*** Opening of Dataset excerpts ***

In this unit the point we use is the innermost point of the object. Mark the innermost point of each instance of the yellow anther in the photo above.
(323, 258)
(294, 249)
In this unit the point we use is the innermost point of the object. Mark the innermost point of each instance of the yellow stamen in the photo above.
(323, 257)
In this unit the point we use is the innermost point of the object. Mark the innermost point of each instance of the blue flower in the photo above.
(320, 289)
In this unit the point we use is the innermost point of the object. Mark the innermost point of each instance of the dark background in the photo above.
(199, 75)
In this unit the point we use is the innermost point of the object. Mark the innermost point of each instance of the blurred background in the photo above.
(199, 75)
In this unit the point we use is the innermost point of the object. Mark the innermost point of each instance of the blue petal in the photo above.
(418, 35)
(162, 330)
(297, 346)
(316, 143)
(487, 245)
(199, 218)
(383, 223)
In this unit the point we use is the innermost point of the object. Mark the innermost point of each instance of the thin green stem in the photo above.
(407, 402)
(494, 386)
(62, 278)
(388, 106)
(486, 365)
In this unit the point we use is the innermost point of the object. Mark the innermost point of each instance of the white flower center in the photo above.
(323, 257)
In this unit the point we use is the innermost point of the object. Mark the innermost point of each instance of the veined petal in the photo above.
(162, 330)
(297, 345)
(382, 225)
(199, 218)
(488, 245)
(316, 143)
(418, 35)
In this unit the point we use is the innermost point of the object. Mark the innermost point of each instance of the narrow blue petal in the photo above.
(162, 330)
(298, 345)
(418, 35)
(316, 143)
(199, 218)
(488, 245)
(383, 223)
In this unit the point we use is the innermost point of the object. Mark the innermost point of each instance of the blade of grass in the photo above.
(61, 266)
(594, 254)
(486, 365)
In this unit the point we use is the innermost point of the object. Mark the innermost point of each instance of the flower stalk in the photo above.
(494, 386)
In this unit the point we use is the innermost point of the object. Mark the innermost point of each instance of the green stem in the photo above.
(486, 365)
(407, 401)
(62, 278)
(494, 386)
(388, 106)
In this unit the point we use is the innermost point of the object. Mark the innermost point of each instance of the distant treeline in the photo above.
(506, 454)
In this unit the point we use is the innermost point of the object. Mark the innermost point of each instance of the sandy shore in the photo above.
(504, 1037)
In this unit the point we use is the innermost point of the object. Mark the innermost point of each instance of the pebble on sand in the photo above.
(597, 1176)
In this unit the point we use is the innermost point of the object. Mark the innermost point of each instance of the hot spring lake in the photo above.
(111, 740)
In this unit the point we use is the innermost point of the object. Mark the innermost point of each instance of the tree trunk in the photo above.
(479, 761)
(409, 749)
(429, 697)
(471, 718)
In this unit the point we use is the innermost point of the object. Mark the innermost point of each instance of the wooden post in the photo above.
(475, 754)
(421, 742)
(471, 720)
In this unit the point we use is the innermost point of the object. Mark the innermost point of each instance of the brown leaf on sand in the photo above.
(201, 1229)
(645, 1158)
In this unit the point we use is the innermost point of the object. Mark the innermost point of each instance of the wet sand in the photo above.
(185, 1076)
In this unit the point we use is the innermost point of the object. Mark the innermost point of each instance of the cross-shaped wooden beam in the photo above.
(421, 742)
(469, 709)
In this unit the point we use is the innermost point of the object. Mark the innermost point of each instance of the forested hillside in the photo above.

*** Close of Dataset excerpts ***

:: Problem ::
Only the lines from the one that holds "wet sand in the photo above." through the end of the records should appear in the answer, each restated exactly.

:: Solution to the exercise ::
In this unit the point we use is the innermost point of the object. Mark the innermost point of each instance of the wet sand in the photo above.
(185, 1076)
In this unit the point we use is the innermost point of the object. Mark the innermost point of each instance of the cross-shaped wooden beam in the photo above.
(421, 742)
(469, 709)
In this unit the point we use is the innermost point of the object. Mark the innermost point of each instance of the forested hillside in the photo above.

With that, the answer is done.